REQUIREMENTS = Express every row below as a two-column CSV with the header line input,output. Give one line per row, with the row's text under input and its answer under output, and put each field in double quotes with line breaks replaced by spaces.

DATA SUPPLIED =
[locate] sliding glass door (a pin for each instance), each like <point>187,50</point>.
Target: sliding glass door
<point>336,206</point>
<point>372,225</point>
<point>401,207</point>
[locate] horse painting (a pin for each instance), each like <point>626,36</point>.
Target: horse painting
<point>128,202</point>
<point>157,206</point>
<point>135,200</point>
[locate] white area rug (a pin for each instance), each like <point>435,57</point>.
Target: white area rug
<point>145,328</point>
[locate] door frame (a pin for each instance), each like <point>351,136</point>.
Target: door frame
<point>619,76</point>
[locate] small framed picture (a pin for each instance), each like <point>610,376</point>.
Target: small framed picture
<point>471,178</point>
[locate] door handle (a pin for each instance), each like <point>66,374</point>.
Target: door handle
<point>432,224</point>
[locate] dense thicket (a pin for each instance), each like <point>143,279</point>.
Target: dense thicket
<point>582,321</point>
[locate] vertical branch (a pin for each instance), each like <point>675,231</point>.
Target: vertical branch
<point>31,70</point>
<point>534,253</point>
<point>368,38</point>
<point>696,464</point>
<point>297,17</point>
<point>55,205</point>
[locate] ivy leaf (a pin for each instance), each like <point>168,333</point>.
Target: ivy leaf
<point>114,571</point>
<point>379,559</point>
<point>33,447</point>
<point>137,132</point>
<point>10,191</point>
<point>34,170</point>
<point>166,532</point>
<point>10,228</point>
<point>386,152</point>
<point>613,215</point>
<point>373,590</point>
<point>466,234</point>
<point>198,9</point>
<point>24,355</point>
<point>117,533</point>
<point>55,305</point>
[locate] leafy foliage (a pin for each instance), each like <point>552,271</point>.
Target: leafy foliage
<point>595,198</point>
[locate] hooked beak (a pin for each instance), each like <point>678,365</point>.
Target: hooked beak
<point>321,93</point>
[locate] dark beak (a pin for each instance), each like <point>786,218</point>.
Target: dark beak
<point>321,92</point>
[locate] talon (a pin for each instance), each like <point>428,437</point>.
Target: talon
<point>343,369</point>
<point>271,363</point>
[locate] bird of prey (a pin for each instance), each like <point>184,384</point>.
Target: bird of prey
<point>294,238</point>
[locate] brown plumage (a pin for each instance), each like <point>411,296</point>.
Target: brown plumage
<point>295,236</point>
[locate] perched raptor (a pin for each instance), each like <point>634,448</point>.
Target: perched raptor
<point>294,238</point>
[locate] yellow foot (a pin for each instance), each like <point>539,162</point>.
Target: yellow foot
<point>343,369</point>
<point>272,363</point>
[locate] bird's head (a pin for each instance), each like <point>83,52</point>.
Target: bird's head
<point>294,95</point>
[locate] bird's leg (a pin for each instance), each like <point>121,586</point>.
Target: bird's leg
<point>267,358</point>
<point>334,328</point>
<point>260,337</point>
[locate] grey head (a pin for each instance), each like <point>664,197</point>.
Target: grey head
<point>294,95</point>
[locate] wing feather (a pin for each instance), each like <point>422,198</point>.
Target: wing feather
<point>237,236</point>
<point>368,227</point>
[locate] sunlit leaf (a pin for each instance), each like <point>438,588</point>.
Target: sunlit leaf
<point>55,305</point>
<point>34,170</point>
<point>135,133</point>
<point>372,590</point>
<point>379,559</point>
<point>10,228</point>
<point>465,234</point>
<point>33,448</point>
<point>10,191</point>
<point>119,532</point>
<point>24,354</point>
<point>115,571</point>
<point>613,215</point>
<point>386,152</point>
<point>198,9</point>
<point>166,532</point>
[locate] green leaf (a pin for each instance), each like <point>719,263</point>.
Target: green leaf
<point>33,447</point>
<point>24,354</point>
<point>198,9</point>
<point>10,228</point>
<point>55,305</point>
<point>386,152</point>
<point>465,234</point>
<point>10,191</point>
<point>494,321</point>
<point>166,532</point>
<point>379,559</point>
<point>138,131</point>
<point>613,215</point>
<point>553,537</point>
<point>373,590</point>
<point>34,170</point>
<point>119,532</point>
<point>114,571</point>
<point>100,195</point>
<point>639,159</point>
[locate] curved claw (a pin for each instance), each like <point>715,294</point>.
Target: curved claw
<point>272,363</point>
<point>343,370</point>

ANSWER FOR THE TASK =
input,output
"[locate] sliding glass door (a pin for each instance), each like <point>187,50</point>. Target: sliding glass door","<point>336,206</point> <point>372,225</point> <point>401,207</point>"
"[locate] horse painting (a pin for each instance), each like <point>626,36</point>. Target: horse painting","<point>128,202</point> <point>157,206</point> <point>135,200</point>"
"[locate] white area rug (a pin for each instance), each like <point>435,57</point>. Target: white area rug","<point>145,328</point>"
"[locate] door frame (a pin for each instance), each like <point>351,136</point>. Target: door frame","<point>619,76</point>"
"[locate] small framed picture (a pin for each instance), each like <point>610,376</point>. Target: small framed picture","<point>471,178</point>"
"[locate] door handle (a pin for each instance), each like <point>66,374</point>. Target: door handle","<point>432,224</point>"
"[locate] dense thicket (a pin for each instance), each like <point>143,279</point>. Target: dense thicket","<point>582,321</point>"
"[locate] vertical branch (a pin for each instance), each like <point>675,231</point>. Target: vertical branch","<point>31,70</point> <point>534,253</point> <point>368,38</point> <point>696,464</point> <point>297,17</point> <point>55,205</point>"
"[locate] ivy leaf (a pin for each instance), each like <point>168,333</point>. Target: ivy leaf","<point>114,571</point> <point>379,559</point> <point>33,447</point> <point>137,132</point> <point>10,191</point> <point>34,170</point> <point>166,532</point> <point>10,228</point> <point>386,152</point> <point>613,215</point> <point>373,590</point> <point>466,234</point> <point>198,9</point> <point>24,355</point> <point>117,533</point> <point>55,305</point>"
"[locate] leafy foliage (a pin for each instance), each like <point>552,271</point>. Target: leafy foliage","<point>595,198</point>"
"[locate] hooked beak (a pin for each instance), each like <point>678,365</point>. Target: hooked beak","<point>321,93</point>"
"[locate] dark beak (a pin for each instance), each like <point>786,218</point>. Target: dark beak","<point>321,92</point>"
"[locate] talon (a pin for each instance), each like <point>428,437</point>. Target: talon","<point>343,369</point> <point>271,363</point>"
"[locate] bird of prey (a pin for each instance), each like <point>184,384</point>. Target: bird of prey","<point>294,238</point>"
"[locate] brown plumage (a pin for each instance), each like <point>411,296</point>. Target: brown plumage","<point>295,236</point>"
"[locate] perched raptor (a pin for each instance), each like <point>634,448</point>. Target: perched raptor","<point>294,238</point>"
"[locate] yellow foot (a pin for each instance), each like <point>539,162</point>. Target: yellow foot","<point>343,369</point> <point>272,363</point>"
"[locate] bird's head (a pin for each instance), each like <point>83,52</point>. Target: bird's head","<point>294,95</point>"
"[locate] bird's leg (a pin for each instance), each like <point>121,586</point>. Target: bird's leg","<point>267,358</point> <point>334,328</point> <point>260,337</point>"
"[locate] grey head (a pin for each instance), each like <point>664,197</point>. Target: grey head","<point>294,95</point>"
"[locate] wing feather (a pin for each instance), each like <point>422,198</point>. Target: wing feather","<point>237,236</point> <point>368,227</point>"
"[locate] sunlit leaf (a pin for each instance), each like <point>438,588</point>. Target: sunlit leaf","<point>55,305</point> <point>34,170</point> <point>135,133</point> <point>372,590</point> <point>379,559</point> <point>10,228</point> <point>465,234</point> <point>33,448</point> <point>10,191</point> <point>119,532</point> <point>24,354</point> <point>115,571</point> <point>613,215</point> <point>386,152</point> <point>198,9</point> <point>166,532</point>"
"[locate] green leaf (a pin for each instance), each like <point>719,263</point>. Target: green leaf","<point>33,447</point> <point>24,354</point> <point>198,9</point> <point>10,228</point> <point>55,305</point> <point>386,152</point> <point>465,234</point> <point>10,191</point> <point>494,321</point> <point>166,532</point> <point>379,559</point> <point>138,131</point> <point>613,215</point> <point>553,537</point> <point>373,590</point> <point>34,170</point> <point>119,532</point> <point>114,571</point> <point>100,195</point> <point>639,159</point>"
"[locate] curved claw (a pin for each instance), each like <point>715,294</point>. Target: curved claw","<point>272,363</point> <point>343,370</point>"